§ TASK TO COMPLETE
Using the data below, tally the lines that include the string "ground". Only the number is wanted.

§ PROVIDED RECORDS
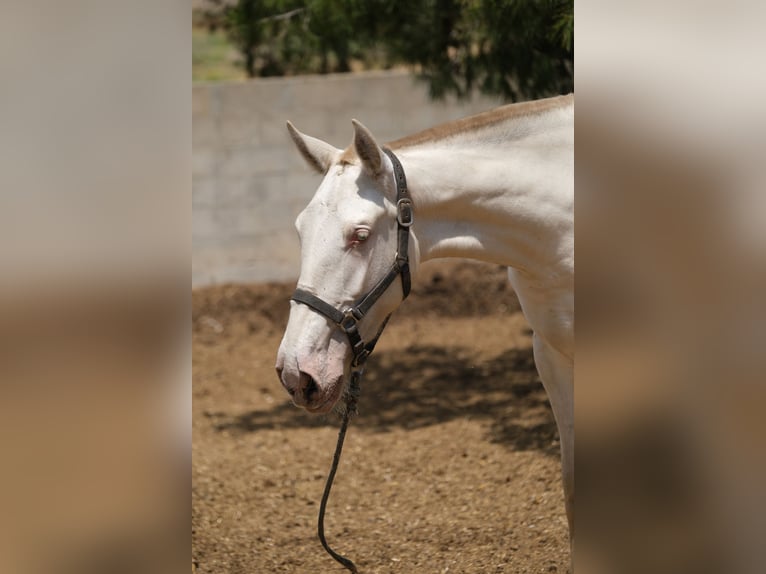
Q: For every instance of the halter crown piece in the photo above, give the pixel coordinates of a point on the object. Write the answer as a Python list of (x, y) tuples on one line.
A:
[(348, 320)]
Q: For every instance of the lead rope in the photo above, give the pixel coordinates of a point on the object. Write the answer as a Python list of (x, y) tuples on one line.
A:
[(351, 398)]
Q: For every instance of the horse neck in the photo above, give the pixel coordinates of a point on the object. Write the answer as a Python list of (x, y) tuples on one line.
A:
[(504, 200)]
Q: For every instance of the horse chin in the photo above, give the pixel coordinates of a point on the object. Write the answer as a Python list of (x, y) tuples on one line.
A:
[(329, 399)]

--

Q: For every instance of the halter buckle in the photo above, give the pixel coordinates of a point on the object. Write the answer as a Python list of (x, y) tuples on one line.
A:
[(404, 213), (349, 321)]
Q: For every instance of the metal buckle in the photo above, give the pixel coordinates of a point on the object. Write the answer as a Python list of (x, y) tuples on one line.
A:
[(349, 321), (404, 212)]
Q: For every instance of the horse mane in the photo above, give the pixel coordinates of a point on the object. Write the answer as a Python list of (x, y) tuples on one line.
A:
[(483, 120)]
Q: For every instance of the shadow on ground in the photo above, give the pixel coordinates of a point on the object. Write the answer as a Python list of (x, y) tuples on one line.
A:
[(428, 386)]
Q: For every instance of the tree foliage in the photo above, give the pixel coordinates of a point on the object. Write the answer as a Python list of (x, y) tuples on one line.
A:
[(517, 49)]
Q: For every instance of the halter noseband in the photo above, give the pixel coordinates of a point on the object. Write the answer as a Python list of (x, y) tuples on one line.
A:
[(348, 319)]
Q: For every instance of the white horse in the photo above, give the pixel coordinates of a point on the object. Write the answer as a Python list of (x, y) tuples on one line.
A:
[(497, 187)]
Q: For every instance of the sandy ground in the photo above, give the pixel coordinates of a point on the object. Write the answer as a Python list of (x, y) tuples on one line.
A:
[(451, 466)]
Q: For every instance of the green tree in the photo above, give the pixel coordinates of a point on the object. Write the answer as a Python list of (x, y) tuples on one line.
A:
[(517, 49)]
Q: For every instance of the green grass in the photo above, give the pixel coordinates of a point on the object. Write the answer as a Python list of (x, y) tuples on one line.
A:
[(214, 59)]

==

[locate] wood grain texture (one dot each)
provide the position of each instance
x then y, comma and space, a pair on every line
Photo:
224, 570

§ TASK RESULT
2